── Supplied entries ──
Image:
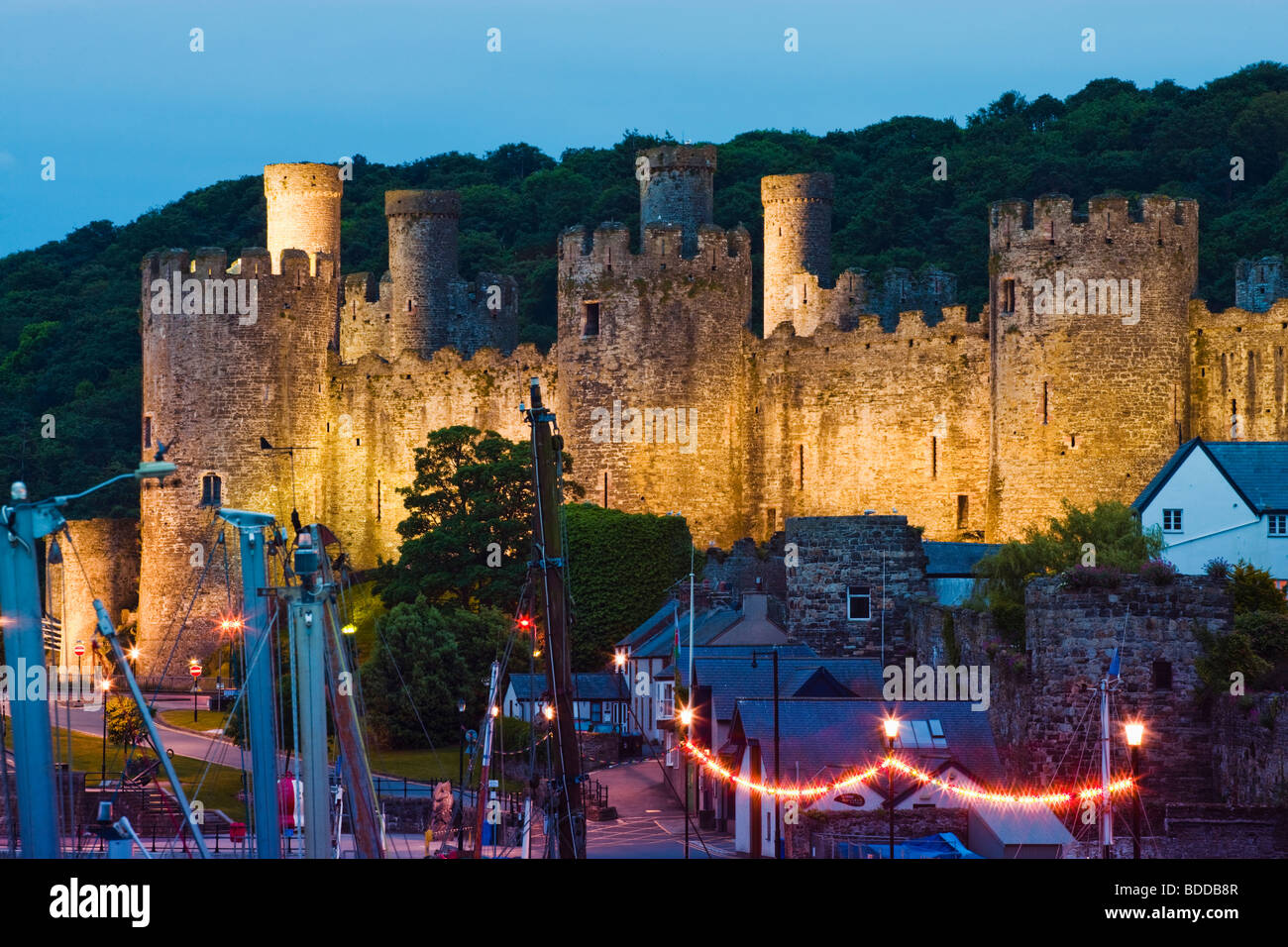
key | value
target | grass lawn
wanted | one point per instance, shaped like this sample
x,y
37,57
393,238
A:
x,y
206,719
218,791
───
◆ **Exercise task**:
Can you write out every line of these entries again, requests included, with each point coordinate in the answers rescaled by 0.25 and rounded to a whole number, halves rounding up? Keep the numbers in the requests and their format samples as they are, and leave the pictures out.

◆ **Reply to the task**:
Image:
key | value
target | grass lawn
wanted | one point per instance, shaped like this sample
x,y
37,57
393,238
A:
x,y
52,180
55,198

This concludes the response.